> [Material for this task]
++++++++++

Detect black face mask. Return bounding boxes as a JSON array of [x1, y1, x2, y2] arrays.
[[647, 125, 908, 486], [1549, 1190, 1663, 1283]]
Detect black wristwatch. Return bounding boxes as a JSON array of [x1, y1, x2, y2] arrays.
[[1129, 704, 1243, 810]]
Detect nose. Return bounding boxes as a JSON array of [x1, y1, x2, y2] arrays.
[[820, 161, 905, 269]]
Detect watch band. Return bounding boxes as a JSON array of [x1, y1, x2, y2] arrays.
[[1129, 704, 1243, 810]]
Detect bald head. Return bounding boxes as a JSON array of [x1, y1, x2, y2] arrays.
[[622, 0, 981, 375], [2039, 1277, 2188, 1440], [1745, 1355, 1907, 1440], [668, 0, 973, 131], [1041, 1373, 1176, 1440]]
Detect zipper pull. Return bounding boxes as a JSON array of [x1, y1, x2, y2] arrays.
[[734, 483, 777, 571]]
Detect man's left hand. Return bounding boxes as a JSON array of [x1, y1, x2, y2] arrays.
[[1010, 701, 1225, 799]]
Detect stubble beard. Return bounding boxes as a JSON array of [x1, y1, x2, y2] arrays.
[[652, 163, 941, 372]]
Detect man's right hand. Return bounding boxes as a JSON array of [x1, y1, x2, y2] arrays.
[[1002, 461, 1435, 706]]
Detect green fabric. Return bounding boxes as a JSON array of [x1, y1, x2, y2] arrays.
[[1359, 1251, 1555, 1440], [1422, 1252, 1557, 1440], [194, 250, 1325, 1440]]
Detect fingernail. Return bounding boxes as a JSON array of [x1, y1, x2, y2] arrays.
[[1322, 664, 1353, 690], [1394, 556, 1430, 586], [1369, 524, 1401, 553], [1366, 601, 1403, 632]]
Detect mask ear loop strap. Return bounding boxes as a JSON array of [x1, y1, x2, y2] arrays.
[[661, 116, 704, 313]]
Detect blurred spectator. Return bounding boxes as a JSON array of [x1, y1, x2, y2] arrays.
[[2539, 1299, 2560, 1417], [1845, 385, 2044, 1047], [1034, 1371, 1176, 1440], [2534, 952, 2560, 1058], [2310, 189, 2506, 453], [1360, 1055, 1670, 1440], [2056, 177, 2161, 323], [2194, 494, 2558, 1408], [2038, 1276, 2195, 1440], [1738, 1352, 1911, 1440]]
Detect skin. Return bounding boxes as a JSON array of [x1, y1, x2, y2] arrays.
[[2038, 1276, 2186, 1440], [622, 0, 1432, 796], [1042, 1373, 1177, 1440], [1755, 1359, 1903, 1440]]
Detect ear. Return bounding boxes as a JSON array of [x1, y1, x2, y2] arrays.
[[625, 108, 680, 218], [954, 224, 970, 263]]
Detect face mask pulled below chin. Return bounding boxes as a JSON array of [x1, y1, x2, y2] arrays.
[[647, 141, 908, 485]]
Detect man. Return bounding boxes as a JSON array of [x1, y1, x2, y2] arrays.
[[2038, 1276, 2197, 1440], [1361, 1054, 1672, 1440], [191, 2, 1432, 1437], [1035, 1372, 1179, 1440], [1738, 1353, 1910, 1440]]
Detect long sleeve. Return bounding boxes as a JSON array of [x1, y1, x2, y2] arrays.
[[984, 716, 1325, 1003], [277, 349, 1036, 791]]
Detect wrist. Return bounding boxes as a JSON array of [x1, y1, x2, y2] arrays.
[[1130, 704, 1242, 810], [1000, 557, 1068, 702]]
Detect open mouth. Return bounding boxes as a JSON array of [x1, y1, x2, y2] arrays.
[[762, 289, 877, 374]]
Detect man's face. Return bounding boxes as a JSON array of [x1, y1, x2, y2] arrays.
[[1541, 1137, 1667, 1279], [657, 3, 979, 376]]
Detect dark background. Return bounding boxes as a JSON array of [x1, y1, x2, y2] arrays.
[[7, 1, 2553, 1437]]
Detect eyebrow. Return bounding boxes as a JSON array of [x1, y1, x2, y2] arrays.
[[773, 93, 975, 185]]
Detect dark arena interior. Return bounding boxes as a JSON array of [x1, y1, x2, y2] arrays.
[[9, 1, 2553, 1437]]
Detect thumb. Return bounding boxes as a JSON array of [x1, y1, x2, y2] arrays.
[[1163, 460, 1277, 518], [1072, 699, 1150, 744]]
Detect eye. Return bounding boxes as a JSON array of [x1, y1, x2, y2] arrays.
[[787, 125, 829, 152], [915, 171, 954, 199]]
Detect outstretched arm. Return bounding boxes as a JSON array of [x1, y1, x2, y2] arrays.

++++++++++

> [Work task] Reproduce the entries above in full, precisely as written.

> [Solution for this problem]
Detect black face mask. Return bounding boxes as a JSON array of [x1, y1, x2, y2] arrays.
[[647, 125, 908, 486], [1549, 1190, 1663, 1283]]
Detect black wristwatch. Return bounding boxes as a JSON array of [x1, y1, x2, y2] arrays.
[[1129, 704, 1243, 810]]
Detect nose. Return bounding boxes as a JSON array of [x1, y1, x2, y2] arrays.
[[820, 161, 905, 269]]
Detect watch band. Return bounding boxes as a JSON array of [x1, y1, x2, y2] arrays.
[[1129, 704, 1243, 810]]
Detect bald head. Return bounding boxes as a JSON array of [x1, y1, x2, y2] arrays.
[[622, 0, 981, 375], [2039, 1277, 2188, 1440], [1745, 1355, 1907, 1440], [668, 0, 973, 131], [1041, 1373, 1176, 1440]]
Detect zipper pull. Return bounding boxes as a JSON array of [x1, y1, x2, y2] arrays.
[[734, 483, 777, 571]]
Detect man's left hand. Return bounding boxes as a JSON array of [x1, y1, x2, y2] arrays.
[[1010, 701, 1225, 799]]
Detect stubble beard. Return bounding boxes as a JSON array of [x1, y1, x2, y2] arrays.
[[652, 163, 941, 372]]
Detect man's right hand. Return bounding boxes as a JSON array of [x1, y1, x2, y2] arrays.
[[1002, 461, 1435, 706]]
Detect green fabric. Return bounding boxes as a JSON array of [x1, y1, x2, y2] arrays.
[[1359, 1251, 1555, 1440], [1422, 1252, 1557, 1440], [194, 250, 1325, 1440]]
Detect fingernail. Return bounding boxes as a JSON array of [x1, y1, x2, y2] arrays.
[[1322, 664, 1353, 690], [1394, 556, 1430, 586], [1369, 524, 1401, 553], [1366, 601, 1403, 632]]
Detect mask ear loop strap. Return bounding boxes as a JSON array of [x1, y1, x2, y2] arrays.
[[661, 116, 704, 313]]
Detect blurred spectator. Return bounding boxes as a JSON array of [x1, y1, x2, y2] arrays.
[[2539, 1299, 2560, 1417], [1845, 385, 2044, 1047], [1034, 1371, 1176, 1440], [2534, 952, 2560, 1058], [2310, 189, 2506, 453], [1360, 1055, 1670, 1440], [2056, 177, 2161, 323], [2194, 494, 2558, 1408], [2038, 1276, 2195, 1440], [1738, 1352, 1911, 1440]]
Detect skin. Return bounding boxes as a JSON array of [x1, y1, x2, y2] arrays.
[[2038, 1276, 2186, 1440], [622, 0, 1432, 796], [1042, 1373, 1177, 1440], [1755, 1359, 1903, 1440]]
Detect ear. Return bounding boxes as a JSON array of [x1, y1, x2, y2] arrays.
[[625, 108, 680, 218], [954, 224, 970, 263]]
Detect face mask pulled below chin. Return bounding boxes as a JSON array of [x1, y1, x2, y2] arrays.
[[647, 141, 908, 485]]
Detect man. Return bounding boxes as a JSON array of [x1, y1, x2, y2] arrays.
[[2038, 1276, 2197, 1440], [1361, 1054, 1672, 1440], [191, 2, 1432, 1437], [1035, 1372, 1179, 1440], [1738, 1353, 1910, 1440]]
Detect long sleeve. Return bounding boxes as a JSON array of [x1, y1, x2, y2] arrays.
[[984, 716, 1325, 1003], [277, 349, 1036, 791]]
Detect wrist. Return bounding boxes as a JSON array of [x1, y1, x2, y2] arrays.
[[1130, 704, 1242, 810], [1000, 557, 1068, 702]]
Detect open mouth. Return bounding boxes as a JSON array of [x1, y1, x2, y2] arrays.
[[762, 289, 877, 374]]
Detect man's face. Return bounding boxes as a JSON array of [x1, y1, x2, y2] arrays.
[[1541, 1137, 1667, 1279], [657, 3, 979, 376]]
Detect dark background. Return bounding boxes as a JSON array of [x1, y1, x2, y2] arrays.
[[7, 1, 2553, 1437]]
Detect eyebrow. Return bounding boxes as a JSON array of [x1, y1, x2, y2] arrays.
[[773, 93, 975, 185]]
Detect dark arena interior. Return bounding boxes as a JSON array of [x1, y1, x2, y2] arrays.
[[9, 1, 2553, 1437]]
Detect thumb. Return bounding boxes as a JSON array of [x1, y1, x2, y2] arrays.
[[1163, 460, 1277, 518], [1072, 699, 1150, 744]]
Detect eye. Return bounding boxes as a JSON array of [x1, y1, x2, y2] arrays.
[[787, 125, 829, 152], [915, 171, 954, 199]]
Detect outstretched arm. Return bounding boxes as a JSON array of [x1, y1, x2, y2] arrays.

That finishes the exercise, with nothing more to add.